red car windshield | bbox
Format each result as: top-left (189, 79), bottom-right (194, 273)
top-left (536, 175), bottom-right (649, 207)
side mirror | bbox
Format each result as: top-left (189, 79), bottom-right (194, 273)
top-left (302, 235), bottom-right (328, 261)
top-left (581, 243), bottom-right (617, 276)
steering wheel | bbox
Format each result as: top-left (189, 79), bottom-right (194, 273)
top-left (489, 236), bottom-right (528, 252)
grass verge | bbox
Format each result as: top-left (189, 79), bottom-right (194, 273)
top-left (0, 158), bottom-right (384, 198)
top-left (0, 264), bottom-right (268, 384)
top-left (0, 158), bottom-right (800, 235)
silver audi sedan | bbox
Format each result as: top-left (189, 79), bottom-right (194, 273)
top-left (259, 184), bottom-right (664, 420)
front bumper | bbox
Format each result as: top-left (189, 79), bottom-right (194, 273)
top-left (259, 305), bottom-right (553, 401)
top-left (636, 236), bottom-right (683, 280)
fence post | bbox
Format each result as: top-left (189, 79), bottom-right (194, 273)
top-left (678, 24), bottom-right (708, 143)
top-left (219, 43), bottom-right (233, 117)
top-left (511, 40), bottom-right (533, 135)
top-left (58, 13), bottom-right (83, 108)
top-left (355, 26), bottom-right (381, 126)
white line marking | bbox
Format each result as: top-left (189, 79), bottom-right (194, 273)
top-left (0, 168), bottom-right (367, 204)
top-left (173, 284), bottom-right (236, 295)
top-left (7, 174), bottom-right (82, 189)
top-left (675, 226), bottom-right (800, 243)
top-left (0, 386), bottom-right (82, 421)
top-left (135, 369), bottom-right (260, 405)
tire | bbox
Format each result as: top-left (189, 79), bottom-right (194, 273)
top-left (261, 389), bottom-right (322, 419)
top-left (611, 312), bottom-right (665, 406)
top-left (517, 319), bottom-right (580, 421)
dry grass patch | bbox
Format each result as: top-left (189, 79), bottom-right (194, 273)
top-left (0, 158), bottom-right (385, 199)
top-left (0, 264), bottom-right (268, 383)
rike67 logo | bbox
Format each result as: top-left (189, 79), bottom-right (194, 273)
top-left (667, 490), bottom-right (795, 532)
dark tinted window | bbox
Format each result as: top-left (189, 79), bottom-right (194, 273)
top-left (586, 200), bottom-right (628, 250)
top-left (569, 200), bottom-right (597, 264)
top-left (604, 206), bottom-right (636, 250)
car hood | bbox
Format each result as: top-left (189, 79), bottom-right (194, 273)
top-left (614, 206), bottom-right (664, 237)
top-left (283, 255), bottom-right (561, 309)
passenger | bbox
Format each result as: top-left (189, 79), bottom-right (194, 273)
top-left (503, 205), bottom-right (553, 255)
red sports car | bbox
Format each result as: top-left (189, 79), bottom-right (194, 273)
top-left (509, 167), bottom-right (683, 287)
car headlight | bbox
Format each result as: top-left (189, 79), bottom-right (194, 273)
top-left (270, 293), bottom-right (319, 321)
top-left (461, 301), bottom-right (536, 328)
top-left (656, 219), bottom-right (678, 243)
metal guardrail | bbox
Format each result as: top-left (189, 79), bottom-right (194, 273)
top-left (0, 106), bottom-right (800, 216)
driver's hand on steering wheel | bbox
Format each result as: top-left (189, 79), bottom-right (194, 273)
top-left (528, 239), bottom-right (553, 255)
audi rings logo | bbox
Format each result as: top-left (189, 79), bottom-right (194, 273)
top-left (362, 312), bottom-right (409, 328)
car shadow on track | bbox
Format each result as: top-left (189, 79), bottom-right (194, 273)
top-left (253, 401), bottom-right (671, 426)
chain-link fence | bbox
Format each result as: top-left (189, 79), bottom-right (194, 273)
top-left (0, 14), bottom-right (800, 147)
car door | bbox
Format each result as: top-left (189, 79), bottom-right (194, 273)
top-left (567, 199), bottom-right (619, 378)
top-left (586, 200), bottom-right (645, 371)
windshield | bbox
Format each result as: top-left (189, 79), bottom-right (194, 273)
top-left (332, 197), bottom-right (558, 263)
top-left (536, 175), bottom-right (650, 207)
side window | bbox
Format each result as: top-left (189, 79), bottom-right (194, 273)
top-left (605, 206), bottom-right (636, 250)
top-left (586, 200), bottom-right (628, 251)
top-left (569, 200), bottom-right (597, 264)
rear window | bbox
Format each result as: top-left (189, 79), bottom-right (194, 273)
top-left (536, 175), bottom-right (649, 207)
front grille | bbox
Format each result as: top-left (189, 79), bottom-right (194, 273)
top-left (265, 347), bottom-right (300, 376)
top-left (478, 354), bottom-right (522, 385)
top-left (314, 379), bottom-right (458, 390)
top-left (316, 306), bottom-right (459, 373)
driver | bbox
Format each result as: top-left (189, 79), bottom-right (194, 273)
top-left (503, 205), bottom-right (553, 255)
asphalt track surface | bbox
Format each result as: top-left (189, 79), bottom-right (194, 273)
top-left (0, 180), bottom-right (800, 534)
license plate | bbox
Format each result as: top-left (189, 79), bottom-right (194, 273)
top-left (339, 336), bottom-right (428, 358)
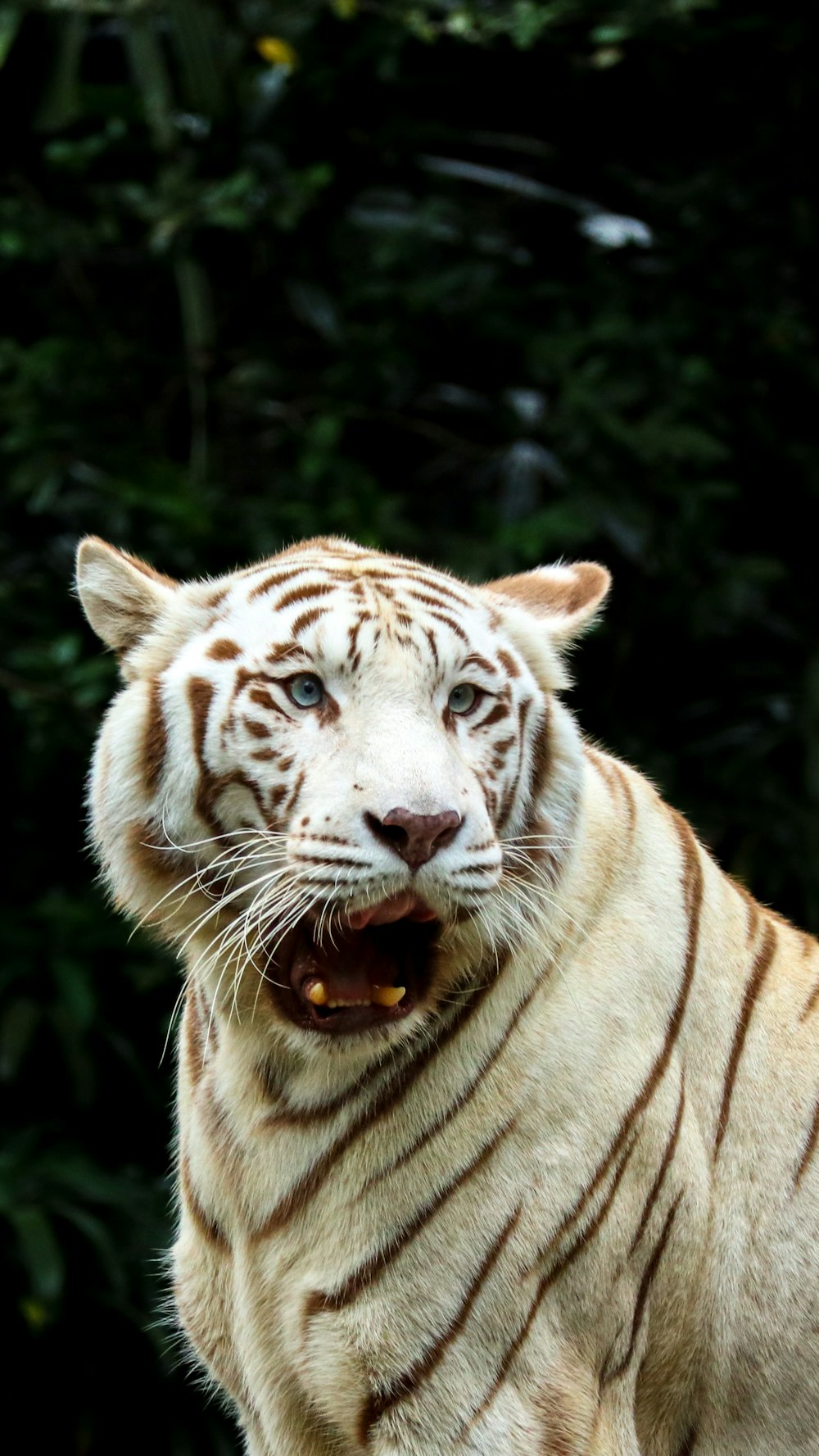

◆ SET TASK ◆
Rewrite the lines from the start of the records through the line containing "top-left (0, 158), bottom-right (800, 235)", inclusive, and raise every bounding-box coordinate in the answers by 92. Keep the requests and their format samples unchanged.

◆ WRITTEN ANSWER ◆
red car windshield | bbox
Format each result as: top-left (189, 79), bottom-right (194, 273)
top-left (628, 267), bottom-right (741, 299)
side mirror | bbox
Format each result as: top-left (189, 79), bottom-right (194, 273)
top-left (394, 327), bottom-right (420, 353)
top-left (673, 335), bottom-right (709, 368)
steering wheel | bbox
Format each result as: top-left (189, 79), bottom-right (194, 273)
top-left (581, 328), bottom-right (620, 344)
grass verge | bbox
Format each result as: top-left (189, 79), bottom-right (194, 273)
top-left (92, 250), bottom-right (476, 290)
top-left (92, 356), bottom-right (360, 476)
top-left (92, 250), bottom-right (892, 327)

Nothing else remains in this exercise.